##### Records for this exercise
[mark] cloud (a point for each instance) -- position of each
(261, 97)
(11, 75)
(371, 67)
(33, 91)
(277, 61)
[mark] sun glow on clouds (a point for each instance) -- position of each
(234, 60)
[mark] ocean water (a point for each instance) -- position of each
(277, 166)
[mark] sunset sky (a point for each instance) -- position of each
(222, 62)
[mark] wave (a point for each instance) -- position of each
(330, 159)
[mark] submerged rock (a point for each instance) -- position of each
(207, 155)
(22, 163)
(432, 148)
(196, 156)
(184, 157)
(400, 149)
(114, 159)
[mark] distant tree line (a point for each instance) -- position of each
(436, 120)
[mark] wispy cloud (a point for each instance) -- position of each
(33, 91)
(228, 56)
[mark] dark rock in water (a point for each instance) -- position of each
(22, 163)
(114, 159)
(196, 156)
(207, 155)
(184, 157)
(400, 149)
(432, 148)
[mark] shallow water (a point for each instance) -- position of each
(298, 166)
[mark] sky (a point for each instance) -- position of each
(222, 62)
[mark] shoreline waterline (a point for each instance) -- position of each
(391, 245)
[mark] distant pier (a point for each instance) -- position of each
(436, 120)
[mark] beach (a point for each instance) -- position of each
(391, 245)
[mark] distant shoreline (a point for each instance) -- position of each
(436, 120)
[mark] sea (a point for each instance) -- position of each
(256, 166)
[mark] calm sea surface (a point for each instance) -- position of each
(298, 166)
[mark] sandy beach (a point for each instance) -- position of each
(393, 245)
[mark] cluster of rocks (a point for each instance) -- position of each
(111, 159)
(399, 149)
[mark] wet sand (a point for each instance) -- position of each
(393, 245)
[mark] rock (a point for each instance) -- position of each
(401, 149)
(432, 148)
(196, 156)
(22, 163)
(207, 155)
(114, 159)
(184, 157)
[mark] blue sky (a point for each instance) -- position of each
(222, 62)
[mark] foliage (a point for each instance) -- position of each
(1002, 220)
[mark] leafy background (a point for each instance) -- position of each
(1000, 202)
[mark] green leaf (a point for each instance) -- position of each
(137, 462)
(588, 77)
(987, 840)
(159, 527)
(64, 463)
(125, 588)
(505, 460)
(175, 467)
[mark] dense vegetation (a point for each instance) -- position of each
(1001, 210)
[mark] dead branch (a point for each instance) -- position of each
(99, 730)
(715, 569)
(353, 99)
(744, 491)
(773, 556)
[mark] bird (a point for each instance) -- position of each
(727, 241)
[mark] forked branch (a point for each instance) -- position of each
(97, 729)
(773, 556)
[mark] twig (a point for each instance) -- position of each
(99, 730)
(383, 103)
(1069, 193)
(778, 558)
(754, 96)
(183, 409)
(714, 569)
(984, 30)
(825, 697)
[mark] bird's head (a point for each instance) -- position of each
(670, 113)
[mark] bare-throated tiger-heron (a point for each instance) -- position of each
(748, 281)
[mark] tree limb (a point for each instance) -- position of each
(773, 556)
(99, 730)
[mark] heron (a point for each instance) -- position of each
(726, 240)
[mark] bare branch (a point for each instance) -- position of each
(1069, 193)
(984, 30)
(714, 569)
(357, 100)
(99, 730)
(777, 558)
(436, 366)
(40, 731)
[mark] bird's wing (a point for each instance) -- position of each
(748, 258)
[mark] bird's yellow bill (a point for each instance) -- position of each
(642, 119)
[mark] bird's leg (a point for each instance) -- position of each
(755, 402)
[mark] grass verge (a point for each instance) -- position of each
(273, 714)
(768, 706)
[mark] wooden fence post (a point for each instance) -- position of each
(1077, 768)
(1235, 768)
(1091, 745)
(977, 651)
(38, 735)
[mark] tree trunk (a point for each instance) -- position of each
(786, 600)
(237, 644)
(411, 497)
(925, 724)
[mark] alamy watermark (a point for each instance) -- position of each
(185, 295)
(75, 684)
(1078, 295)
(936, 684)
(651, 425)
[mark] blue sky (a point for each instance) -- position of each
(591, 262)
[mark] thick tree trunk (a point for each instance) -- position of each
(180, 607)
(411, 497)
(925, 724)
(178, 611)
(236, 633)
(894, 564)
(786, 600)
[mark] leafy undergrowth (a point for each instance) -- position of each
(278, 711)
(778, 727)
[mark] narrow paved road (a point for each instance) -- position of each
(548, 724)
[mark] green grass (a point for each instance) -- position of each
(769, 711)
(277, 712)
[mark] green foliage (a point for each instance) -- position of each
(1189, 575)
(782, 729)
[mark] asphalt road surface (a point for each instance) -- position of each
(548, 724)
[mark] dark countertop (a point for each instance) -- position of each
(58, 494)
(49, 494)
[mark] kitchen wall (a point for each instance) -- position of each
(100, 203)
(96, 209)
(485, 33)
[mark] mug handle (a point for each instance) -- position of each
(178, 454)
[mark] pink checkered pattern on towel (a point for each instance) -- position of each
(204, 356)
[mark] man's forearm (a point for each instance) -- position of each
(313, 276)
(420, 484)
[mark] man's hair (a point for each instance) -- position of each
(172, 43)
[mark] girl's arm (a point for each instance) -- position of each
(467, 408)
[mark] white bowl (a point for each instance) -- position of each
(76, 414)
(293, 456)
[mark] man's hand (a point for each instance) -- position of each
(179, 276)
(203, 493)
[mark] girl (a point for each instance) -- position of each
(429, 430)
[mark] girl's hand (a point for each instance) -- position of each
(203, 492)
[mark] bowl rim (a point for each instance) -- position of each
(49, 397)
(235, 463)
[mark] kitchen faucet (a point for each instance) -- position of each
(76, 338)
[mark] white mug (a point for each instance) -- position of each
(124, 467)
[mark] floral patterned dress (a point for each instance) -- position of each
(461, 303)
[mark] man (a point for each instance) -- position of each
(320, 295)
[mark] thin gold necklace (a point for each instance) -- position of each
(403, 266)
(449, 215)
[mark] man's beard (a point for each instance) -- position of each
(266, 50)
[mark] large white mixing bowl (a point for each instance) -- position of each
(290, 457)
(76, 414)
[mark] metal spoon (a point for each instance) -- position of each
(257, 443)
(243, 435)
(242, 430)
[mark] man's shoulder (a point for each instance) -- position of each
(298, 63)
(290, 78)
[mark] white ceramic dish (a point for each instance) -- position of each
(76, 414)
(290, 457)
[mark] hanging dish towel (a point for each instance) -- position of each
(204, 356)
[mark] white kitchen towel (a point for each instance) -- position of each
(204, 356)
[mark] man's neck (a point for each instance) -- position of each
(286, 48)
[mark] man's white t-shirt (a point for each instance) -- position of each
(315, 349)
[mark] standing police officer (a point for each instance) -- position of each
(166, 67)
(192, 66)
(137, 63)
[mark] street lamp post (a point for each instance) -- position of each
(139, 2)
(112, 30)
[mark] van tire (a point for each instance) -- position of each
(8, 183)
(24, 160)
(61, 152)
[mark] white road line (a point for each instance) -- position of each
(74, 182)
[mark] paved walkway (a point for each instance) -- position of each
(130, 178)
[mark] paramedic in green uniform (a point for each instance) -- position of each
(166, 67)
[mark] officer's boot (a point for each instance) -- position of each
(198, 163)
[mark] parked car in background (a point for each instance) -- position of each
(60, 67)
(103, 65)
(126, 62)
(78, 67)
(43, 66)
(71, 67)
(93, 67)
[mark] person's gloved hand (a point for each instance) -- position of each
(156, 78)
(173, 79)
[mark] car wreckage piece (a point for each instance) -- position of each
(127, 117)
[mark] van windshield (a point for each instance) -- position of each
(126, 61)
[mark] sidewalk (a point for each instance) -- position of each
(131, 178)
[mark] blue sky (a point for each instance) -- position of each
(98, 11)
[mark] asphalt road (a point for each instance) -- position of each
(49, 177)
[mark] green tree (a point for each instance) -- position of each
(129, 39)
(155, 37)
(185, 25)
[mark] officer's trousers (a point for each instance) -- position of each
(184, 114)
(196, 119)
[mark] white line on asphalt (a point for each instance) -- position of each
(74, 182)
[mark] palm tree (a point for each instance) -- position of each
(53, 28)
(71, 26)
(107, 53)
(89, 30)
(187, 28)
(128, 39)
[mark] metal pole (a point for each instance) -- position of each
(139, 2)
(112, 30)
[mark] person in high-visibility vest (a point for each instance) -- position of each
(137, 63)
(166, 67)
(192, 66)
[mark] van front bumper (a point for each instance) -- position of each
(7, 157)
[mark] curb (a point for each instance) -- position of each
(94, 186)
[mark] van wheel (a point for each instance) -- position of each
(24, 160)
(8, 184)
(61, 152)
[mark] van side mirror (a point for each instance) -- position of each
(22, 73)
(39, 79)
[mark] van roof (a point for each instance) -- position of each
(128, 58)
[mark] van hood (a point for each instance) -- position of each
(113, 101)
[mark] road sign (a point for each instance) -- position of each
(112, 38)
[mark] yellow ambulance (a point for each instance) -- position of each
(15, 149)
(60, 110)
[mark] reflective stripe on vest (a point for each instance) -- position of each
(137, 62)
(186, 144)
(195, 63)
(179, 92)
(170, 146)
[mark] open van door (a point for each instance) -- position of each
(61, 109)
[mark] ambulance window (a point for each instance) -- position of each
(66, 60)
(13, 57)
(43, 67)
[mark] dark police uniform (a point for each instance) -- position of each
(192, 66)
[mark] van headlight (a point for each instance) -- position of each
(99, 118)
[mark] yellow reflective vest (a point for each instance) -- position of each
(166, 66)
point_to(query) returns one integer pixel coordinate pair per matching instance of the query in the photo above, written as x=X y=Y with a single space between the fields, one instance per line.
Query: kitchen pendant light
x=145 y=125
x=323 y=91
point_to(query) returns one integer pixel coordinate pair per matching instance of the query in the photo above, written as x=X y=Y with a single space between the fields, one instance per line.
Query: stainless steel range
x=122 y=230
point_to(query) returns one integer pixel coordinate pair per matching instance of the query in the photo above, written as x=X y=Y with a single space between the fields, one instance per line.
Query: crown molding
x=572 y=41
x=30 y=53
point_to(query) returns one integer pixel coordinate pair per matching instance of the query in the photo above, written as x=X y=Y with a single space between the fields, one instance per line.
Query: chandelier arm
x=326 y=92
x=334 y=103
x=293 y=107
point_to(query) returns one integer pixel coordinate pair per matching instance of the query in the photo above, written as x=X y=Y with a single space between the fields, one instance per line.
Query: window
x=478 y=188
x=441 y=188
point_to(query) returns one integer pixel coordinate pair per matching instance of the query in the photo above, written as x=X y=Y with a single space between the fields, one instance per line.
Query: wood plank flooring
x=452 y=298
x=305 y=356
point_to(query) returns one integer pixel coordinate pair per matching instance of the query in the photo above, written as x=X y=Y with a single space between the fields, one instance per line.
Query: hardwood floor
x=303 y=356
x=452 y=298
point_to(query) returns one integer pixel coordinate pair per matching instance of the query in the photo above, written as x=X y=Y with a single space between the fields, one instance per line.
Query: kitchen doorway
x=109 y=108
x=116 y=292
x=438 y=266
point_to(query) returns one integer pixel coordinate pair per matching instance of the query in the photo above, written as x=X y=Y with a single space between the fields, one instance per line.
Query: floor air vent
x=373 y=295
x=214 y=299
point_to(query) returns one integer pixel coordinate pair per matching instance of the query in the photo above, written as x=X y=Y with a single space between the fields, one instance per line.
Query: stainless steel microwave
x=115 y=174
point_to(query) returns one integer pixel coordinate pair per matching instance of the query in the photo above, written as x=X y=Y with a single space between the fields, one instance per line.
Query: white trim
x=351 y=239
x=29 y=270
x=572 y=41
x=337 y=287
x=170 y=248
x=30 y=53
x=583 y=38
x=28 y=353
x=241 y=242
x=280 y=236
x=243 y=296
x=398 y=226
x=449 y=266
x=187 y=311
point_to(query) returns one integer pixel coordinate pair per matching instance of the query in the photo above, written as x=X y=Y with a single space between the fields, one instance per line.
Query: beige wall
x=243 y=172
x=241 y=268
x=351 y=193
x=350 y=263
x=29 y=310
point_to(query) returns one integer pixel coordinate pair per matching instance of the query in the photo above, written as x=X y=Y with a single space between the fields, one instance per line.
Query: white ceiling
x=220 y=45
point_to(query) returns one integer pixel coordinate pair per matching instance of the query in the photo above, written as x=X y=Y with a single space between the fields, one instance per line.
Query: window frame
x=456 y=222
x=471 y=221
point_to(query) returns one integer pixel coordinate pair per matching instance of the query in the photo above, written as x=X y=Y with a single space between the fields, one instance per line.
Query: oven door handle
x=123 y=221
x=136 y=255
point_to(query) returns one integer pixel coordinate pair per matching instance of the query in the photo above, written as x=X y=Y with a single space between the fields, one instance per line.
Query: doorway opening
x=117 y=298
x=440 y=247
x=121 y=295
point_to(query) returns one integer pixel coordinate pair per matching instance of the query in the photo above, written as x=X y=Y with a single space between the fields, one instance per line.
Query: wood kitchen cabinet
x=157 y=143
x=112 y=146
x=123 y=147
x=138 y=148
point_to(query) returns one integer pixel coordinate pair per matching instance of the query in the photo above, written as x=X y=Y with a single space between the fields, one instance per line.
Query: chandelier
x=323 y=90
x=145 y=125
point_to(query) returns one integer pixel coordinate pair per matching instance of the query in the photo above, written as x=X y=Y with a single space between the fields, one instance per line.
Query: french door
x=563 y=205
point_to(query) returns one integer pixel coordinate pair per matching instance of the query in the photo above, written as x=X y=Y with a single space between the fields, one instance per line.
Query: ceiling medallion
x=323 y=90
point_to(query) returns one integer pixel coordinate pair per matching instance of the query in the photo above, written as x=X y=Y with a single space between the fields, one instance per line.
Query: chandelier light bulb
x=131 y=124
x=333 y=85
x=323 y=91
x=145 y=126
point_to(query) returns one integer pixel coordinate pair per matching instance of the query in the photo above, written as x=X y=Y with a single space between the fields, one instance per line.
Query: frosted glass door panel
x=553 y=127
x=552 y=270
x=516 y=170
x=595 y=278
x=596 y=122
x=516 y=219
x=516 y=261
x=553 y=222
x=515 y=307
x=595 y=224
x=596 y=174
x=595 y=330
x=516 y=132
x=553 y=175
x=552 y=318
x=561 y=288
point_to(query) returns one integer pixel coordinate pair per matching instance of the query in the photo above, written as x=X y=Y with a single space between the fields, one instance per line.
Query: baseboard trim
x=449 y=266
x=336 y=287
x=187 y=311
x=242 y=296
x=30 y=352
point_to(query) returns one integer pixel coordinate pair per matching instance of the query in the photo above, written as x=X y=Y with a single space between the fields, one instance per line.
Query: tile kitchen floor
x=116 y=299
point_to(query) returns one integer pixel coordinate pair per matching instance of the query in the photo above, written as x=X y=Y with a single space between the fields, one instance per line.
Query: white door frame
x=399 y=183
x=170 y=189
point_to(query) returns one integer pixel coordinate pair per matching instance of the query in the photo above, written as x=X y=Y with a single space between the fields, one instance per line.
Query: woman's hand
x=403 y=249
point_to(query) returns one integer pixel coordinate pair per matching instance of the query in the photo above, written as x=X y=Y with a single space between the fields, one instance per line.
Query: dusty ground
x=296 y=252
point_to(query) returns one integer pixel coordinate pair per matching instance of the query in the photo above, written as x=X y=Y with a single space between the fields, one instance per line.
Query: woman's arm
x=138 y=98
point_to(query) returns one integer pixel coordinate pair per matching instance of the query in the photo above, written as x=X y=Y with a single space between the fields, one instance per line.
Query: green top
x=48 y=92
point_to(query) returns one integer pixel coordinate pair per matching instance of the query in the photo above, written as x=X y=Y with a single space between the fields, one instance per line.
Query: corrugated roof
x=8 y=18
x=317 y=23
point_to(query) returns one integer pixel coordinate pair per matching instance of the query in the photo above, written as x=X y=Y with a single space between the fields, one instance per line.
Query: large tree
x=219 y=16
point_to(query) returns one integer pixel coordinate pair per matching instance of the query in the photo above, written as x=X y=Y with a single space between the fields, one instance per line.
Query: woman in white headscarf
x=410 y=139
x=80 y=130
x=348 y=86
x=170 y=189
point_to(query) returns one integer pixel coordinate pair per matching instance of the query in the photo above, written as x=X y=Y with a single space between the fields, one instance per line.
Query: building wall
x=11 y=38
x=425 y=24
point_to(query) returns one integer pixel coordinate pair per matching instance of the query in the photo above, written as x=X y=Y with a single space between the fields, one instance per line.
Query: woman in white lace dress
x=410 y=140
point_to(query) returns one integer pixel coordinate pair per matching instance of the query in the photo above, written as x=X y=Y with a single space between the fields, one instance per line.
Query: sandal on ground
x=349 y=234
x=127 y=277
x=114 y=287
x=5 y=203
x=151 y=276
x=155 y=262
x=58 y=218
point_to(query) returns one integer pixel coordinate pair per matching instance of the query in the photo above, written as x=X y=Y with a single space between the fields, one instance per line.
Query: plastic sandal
##########
Reproduce the rows from the line containing "[mark] dark police" through the line containing "x=441 y=188", including both of those lines.

[mark] dark police uniform (a point for each instance) -- position of each
(192, 66)
[mark] van headlight (a point for each instance) -- position of each
(99, 118)
[mark] yellow reflective vest (a point for each instance) -- position of each
(166, 66)
point_to(query) returns one integer pixel coordinate pair per matching instance of the query in the photo above, written as x=X y=Y with a single space between the fields, one instance per line.
Query: kitchen pendant light
x=145 y=125
x=323 y=91
point_to(query) returns one integer pixel coordinate pair per matching instance of the query in the photo above, written as x=X y=Y with a single space between the fields, one instance per line.
Query: stainless steel range
x=122 y=230
point_to(query) returns one integer pixel coordinate pair per matching instance of the query in the photo above, written as x=X y=Y with a single space between the fields, one instance per line.
Query: crown molding
x=572 y=41
x=30 y=53
point_to(query) returns one integer pixel coordinate pair per matching instance of the query in the photo above, written as x=X y=Y with a single space between the fields, one instance per line.
Query: chandelier arm
x=326 y=92
x=334 y=103
x=293 y=107
point_to(query) returns one integer pixel coordinate pair per matching instance of the query in the photo above, written as x=X y=Y with a single space between the fields, one instance per line.
Query: window
x=478 y=188
x=441 y=188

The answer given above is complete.